▶ _Problems_:
[1] Return, word for word, the passage of the post about duplicate rows in SQL views that opens with the words containing "We have many" and closes with "the retrieval process.".
[2] In the listing, swap "striped" for "checkered" in the lines that run from the one containing "Reviewer note: check that each instance of the green" through the end of the listing, both ends included. Give back only those lines, with everything else unchanged.

▶ _Source_:
-- start --

We have many complex queries which involve a lot of columns and joins (see the example below) that are implemented as views.
In some cases these queries return duplicate rows which then have to be programmatically removed by the consuming app. Therefore, we would like to enhance the SQL query to eliminate the duplicates, and speed up the retrieval process.
I know that I can use OVER / PARTITION BY logic to do this, but I am not sure of how to modify the queries to obtain a working syntax.

-- end --

▶ _Supplied data_:
-- start --

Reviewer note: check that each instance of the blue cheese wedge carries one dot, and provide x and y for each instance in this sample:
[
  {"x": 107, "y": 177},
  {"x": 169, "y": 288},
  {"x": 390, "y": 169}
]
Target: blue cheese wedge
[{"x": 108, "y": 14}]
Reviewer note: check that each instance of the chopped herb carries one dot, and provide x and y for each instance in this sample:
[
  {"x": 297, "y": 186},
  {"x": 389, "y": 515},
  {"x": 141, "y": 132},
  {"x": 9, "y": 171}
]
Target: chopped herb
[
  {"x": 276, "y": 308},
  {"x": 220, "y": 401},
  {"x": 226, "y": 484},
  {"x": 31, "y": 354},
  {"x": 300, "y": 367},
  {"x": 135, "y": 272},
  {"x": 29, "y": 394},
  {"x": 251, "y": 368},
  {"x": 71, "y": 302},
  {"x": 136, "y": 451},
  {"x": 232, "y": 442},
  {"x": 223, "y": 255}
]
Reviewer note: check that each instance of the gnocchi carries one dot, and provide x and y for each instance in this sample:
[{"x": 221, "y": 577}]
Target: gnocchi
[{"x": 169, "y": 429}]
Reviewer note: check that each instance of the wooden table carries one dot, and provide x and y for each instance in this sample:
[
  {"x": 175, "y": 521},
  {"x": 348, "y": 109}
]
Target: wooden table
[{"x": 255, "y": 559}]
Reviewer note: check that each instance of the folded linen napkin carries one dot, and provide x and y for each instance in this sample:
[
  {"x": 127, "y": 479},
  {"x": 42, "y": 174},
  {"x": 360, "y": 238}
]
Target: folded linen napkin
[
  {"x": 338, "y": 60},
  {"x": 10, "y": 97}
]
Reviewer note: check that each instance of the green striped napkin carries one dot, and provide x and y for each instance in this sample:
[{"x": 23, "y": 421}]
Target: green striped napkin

-- end --

▶ _Responses to the exercise_:
[1]
We have many complex queries which involve a lot of columns and joins (see the example below) that are implemented as views.
In some cases these queries return duplicate rows which then have to be programmatically removed by the consuming app. Therefore, we would like to enhance the SQL query to eliminate the duplicates, and speed up the retrieval process.

[2]
Reviewer note: check that each instance of the green checkered napkin carries one dot, and provide x and y for each instance in this sample:
[{"x": 23, "y": 421}]
Target: green checkered napkin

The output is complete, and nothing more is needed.